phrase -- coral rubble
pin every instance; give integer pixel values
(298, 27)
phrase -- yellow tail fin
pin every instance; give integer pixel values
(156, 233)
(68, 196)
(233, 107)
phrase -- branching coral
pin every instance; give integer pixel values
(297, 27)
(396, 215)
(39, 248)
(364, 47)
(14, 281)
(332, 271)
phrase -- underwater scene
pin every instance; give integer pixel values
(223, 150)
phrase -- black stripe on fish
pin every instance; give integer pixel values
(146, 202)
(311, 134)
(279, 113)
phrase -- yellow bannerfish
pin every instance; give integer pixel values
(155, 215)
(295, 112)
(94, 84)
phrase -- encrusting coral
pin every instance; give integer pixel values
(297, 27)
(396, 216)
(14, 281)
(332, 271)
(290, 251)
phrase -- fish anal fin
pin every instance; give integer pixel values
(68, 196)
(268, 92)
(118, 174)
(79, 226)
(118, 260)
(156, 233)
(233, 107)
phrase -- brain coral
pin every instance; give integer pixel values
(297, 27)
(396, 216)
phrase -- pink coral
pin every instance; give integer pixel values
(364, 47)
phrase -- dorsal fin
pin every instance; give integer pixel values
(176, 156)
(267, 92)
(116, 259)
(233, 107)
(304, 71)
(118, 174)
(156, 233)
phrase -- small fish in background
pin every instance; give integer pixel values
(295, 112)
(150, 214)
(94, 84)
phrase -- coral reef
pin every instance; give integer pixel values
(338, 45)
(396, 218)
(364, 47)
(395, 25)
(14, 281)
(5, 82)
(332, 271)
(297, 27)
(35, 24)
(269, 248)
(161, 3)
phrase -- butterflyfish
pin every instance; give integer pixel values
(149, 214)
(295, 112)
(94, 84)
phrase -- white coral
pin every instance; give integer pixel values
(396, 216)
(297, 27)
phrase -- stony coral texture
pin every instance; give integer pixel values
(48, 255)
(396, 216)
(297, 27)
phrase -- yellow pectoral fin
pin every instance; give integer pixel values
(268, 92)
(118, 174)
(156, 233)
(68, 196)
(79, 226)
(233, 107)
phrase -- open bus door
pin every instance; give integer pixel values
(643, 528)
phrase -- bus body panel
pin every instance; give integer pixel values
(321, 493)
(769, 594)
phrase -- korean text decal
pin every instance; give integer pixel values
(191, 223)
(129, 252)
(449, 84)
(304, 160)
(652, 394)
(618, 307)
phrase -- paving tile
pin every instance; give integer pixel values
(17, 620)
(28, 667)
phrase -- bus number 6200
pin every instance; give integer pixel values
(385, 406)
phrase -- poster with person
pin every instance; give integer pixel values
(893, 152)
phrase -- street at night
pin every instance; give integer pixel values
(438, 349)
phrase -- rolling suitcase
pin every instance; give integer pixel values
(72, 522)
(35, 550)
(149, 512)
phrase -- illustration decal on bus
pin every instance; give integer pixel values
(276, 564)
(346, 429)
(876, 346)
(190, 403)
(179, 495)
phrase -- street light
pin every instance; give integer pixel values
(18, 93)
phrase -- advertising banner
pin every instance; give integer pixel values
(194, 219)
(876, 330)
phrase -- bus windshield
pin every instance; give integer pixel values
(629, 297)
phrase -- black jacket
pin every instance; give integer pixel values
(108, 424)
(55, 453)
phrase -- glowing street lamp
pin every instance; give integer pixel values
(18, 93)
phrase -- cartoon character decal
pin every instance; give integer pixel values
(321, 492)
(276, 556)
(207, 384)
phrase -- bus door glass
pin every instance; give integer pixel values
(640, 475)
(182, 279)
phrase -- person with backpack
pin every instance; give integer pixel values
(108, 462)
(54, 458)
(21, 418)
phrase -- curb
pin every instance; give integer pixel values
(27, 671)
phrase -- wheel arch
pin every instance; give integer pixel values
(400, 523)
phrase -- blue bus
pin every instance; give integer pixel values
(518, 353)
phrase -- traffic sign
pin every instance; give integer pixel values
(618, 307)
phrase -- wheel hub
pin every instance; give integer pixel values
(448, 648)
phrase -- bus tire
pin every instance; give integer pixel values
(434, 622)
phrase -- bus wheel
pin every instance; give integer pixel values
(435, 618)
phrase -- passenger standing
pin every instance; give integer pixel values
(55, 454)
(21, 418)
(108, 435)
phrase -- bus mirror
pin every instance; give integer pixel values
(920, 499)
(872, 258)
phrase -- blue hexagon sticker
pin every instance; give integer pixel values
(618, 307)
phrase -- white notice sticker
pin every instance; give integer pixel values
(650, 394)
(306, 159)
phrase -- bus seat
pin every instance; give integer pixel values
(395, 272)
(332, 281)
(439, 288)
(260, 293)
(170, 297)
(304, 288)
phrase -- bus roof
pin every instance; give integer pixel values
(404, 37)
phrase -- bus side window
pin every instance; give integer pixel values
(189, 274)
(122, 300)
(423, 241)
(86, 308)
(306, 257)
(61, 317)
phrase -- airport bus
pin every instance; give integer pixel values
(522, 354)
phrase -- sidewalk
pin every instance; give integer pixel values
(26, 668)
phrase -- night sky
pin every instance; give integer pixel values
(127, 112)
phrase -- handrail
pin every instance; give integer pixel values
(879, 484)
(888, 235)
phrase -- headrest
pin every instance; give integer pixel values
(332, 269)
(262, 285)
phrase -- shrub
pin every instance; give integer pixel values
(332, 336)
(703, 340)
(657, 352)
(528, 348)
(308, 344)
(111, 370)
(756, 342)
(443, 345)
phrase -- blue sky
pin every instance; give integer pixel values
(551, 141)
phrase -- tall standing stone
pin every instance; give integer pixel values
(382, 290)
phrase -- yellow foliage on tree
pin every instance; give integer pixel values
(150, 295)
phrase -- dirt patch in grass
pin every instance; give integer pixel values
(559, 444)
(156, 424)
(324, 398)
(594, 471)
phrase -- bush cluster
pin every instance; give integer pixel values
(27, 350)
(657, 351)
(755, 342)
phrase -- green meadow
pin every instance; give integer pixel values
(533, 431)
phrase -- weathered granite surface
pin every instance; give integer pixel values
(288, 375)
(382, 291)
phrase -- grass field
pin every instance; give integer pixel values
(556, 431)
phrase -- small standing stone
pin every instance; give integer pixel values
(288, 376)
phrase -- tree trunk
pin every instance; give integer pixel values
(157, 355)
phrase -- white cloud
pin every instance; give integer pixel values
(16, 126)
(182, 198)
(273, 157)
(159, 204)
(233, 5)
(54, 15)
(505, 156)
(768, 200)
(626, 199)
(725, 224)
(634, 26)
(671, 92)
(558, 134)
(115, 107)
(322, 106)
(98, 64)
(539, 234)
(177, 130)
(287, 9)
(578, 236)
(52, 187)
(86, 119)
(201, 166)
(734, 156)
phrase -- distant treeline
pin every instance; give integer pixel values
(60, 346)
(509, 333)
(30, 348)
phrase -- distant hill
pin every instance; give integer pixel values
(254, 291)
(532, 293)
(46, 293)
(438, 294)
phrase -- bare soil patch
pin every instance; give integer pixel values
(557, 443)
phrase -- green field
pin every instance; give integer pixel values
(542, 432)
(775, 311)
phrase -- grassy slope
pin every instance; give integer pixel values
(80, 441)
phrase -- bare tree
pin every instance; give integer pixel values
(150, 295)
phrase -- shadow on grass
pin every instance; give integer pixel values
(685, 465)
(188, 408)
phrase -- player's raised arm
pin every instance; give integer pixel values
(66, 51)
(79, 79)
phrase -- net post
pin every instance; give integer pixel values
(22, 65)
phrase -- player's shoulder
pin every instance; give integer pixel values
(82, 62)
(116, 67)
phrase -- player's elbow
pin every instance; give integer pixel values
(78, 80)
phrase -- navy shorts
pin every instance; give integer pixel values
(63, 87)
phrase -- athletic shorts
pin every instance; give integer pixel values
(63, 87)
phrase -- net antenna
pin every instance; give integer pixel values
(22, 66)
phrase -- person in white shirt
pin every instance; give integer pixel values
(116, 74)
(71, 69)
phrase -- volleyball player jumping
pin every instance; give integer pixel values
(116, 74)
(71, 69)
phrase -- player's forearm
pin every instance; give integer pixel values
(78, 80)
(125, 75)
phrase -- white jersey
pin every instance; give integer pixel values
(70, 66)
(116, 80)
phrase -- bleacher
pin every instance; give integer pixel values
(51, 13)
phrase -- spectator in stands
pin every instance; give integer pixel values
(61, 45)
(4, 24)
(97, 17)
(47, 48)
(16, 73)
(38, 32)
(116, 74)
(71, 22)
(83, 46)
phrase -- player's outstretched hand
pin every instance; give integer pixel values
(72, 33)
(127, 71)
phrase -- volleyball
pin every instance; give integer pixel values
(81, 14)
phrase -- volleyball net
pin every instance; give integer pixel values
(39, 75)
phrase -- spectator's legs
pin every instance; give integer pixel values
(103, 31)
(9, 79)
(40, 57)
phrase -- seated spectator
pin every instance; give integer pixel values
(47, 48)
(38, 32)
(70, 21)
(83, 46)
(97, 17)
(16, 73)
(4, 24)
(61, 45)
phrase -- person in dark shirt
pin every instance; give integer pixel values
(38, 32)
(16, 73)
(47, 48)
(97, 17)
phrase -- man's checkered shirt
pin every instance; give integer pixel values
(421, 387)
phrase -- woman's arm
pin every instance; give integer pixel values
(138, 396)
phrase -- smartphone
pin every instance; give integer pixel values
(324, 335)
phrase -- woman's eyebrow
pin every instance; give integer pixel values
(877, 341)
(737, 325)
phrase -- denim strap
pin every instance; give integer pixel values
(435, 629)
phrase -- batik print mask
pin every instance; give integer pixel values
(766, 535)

The exercise. Quote exactly and only the lines from the one holding "phrase -- seated spectator" through the end of the data.

Expected answer.
phrase -- seated spectator
pin every instance; give integer pixel values
(47, 48)
(38, 32)
(70, 21)
(83, 46)
(97, 17)
(16, 73)
(4, 24)
(61, 45)
phrase -- person in dark shirt
pin every instance; give integer pixel values
(38, 32)
(16, 73)
(47, 48)
(97, 17)
phrase -- man's checkered shirt
pin every instance; give integer pixel values
(421, 387)
phrase -- woman's arm
pin every instance; give integer pixel values
(138, 396)
phrase -- smartphone
pin every instance; give integer pixel values
(324, 335)
phrase -- woman's eyebrow
pin every instance; give integer pixel values
(877, 341)
(737, 325)
phrase -- denim strap
pin every instance; give integer pixel values
(435, 629)
phrase -- batik print mask
pin every instance; give integer pixel values
(766, 535)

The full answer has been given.